** START Extract provided **

# 3rd times a charm



## lowe1648 (Jan 8, 2014)

This is the 3rd winter in a row I'm planning on making a run down the Mississippi from Grand Rapids to Brainerd Mn. Looking at the maps it is the longest stretch without a dam on the upper Mississippi. It works out to 174 miles if I don't check out any of the tributaries. The past 2 springs it hasn't happened because of the river still locked up or other issues. 3 days and 2 nights should leave plenty of time to check out a few tribs on each stretch. Got the fingers crossed for good weather and open water.


----------



## ggoldy (Jan 9, 2014)

I think you should take it all the way to the gulf. (grinning...and stiring the pot a bit)


----------



## lowe1648 (Jan 9, 2014)

I think I'd want to swap boats out once I hit lock and dam #1. I'll stick to the shallow water up north.


----------



## Canoeman (Jan 13, 2014)

Maybe i'll load up 30+ gallons of fuel n run with ya.. Sounds like lots of running..

ok i edited it and rethought my above post below..



180 miles at 35 mph at wot @ 11.5 gph.. 

thats 5.2 hours running straight wot.. 

thats 59.2 Gallons.. round up to 60.. 

Average it to 6 lbs a gallon.. 360 lbs of gas.. thats exactly double what i weigh.

60 gallons X $3.29 per gallon(Current price) = $197.40.. so $200.00


----------



## SquiggyFreud (Jan 17, 2014)

Sounds like fun...are you sleeping in the boat or docking and finding a hotel? I have always wanted to do the same, but go north from Louisiana.


----------



## openseat (Jan 18, 2014)

Business is dead enough at that time of year for the boat-shuttle-for-hire guys that you might find one that will take you and your boat(s) up to Grand Rapids, so you can leave your tow rig(s) in Brainerd.


----------



## flatboat (Feb 19, 2014)

I've always wanted to do the houseboat down the Big Muddy from L&D # 1 to within 1 mile of my house in sw Louisiana . Just take the whole summer , maybe one year ..... 
Mark Twain said it so well 
“Twenty years from now you will be more disappointed by the things that you didn't do than by the ones you did do. So throw off the bowlines. Sail away from the safe harbor. Catch the trade winds in your sails. Explore. Dream. Discover.”


----------

** END Extract provided **
** START Entries **

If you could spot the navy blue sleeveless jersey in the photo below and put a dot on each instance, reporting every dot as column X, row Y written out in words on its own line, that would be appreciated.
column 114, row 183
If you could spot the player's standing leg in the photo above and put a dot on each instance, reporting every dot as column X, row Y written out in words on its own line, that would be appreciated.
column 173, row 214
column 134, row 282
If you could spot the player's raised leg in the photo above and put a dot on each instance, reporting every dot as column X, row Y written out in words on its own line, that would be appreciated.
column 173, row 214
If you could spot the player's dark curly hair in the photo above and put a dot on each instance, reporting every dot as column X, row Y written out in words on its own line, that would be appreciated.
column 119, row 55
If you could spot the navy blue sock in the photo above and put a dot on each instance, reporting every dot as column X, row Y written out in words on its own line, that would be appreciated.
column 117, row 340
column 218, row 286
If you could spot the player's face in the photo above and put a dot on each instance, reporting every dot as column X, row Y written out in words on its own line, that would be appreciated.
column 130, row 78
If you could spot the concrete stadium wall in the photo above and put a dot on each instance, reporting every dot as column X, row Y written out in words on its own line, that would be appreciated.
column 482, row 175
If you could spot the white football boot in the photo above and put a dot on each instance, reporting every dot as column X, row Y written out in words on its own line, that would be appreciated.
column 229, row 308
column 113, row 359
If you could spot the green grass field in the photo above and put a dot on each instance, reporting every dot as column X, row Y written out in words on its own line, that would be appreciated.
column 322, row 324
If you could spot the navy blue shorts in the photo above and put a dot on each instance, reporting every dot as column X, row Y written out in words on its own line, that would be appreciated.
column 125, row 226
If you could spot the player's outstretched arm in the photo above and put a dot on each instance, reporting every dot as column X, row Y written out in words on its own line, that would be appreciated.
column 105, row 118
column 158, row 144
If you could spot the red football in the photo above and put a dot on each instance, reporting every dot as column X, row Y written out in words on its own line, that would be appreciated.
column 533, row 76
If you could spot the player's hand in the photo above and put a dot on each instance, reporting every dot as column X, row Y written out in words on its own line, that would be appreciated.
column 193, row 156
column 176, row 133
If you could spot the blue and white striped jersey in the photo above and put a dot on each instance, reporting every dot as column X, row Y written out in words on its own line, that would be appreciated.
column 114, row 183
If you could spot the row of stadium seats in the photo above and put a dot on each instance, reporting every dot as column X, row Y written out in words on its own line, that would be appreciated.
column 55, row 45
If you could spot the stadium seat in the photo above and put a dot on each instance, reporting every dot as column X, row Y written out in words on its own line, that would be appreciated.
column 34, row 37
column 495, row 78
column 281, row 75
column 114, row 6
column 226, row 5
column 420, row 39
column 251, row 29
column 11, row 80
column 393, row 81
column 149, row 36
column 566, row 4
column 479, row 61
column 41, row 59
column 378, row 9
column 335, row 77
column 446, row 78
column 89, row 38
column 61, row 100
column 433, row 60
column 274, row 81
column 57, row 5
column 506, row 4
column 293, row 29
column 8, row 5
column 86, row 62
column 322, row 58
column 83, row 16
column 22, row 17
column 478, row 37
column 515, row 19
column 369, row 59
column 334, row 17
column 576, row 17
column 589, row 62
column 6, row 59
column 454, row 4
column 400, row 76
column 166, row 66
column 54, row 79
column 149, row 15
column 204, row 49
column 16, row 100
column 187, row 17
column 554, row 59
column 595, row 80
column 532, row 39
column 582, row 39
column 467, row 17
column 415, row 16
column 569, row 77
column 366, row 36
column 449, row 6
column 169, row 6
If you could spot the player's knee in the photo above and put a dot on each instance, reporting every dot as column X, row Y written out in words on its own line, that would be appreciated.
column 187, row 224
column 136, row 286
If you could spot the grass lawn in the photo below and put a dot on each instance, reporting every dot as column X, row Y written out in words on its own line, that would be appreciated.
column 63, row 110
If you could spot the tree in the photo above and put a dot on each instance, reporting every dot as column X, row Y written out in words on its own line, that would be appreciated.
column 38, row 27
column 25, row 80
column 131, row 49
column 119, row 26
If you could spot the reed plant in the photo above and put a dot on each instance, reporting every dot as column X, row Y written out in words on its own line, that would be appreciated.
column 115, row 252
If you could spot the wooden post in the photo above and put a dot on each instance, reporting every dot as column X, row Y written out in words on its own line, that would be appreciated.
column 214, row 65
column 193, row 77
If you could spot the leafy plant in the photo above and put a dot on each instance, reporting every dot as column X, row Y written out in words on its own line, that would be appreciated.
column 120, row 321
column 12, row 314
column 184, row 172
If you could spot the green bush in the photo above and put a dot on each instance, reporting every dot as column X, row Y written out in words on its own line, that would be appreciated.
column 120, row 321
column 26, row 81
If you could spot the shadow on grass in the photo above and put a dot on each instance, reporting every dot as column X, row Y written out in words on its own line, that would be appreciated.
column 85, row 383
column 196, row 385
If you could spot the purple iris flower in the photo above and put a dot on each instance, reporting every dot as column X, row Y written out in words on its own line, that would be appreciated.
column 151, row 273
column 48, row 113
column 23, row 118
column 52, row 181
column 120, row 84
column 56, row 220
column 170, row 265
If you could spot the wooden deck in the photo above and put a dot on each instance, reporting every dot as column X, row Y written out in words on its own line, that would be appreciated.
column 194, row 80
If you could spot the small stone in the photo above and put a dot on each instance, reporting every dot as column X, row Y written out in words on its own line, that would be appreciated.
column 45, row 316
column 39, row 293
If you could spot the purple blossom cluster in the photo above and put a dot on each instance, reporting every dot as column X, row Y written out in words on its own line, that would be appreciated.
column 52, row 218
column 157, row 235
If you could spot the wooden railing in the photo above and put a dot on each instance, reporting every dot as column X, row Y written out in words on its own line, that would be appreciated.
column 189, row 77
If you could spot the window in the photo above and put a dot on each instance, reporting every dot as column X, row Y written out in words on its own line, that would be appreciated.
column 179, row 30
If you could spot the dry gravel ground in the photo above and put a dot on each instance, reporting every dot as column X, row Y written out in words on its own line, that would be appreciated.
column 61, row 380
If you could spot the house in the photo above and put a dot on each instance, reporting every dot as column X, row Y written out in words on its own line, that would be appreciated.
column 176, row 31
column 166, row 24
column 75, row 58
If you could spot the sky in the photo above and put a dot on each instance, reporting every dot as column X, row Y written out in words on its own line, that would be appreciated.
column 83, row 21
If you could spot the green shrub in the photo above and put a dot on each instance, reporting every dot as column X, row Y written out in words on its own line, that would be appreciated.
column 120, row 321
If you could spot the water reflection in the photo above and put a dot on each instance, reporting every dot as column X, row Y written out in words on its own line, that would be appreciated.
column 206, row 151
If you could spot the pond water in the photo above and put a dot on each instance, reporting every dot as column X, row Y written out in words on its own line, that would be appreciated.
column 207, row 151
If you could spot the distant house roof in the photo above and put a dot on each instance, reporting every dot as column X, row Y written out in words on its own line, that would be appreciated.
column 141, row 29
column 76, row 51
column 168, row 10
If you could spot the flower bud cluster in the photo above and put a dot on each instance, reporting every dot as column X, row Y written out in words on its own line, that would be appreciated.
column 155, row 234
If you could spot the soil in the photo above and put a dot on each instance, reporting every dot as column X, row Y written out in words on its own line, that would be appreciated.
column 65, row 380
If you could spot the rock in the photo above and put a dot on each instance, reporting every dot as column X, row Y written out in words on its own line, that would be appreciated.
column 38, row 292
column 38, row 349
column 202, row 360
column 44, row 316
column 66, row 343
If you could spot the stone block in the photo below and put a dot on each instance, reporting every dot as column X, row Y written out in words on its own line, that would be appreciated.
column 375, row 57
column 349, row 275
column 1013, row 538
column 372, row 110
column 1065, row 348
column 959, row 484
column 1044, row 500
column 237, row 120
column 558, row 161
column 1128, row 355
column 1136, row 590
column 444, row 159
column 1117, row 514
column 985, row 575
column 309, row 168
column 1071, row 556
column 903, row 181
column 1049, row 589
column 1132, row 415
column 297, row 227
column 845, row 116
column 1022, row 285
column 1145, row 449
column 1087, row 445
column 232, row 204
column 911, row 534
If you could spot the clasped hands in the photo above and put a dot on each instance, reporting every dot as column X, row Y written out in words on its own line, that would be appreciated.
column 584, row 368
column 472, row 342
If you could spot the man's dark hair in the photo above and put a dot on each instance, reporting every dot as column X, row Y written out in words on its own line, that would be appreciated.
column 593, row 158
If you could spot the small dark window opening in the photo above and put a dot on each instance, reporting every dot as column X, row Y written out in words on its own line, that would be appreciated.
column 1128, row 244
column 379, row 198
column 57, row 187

** END Entries **

-- Work to do --
(a) Based on the river-trip thread, is each statement true? Answer yes or no and quote the words that decide it. (i) The run from Grand Rapids to Brainerd comes to 174 miles if no tributaries are explored. (ii) The trip was completed in each of the past two springs. (iii) Canoeman's fuel estimate assumes a speed of 35 mph.
(b) Turn the paragraph in the river-trip thread that begins "This is the 3rd winter in a row" into a short bulleted list that keeps its main facts.
(c) In the river-trip thread, why does openseat suggest hiring a boat-shuttle service? Answer in one to three sentences.
Rely only on the river-trip thread as your source.

-- Task-by-task results --
(a)
(i) Yes: "It works out to 174 miles if I don't check out any of the tributaries."
(ii) No: "The past 2 springs it hasn't happened because of the river still locked up or other issues."
(iii) Yes: "180 miles at 35 mph at wot @ 11.5 gph.."

(b)
- Third winter in a row planning a run down the Mississippi from Grand Rapids to Brainerd, Mn
- Longest stretch without a dam on the upper Mississippi
- 174 miles without checking out any tributaries
- Didn't happen the past 2 springs because the river was still locked up or other issues
- 3 days and 2 nights should leave time to check out a few tribs on each stretch
- Hoping for good weather and open water

(c) Business is slow for boat-shuttle-for-hire operators at that time of year, so one might take the boater and boat up to Grand Rapids. That would let the tow rig stay in Brainerd, where the run ends.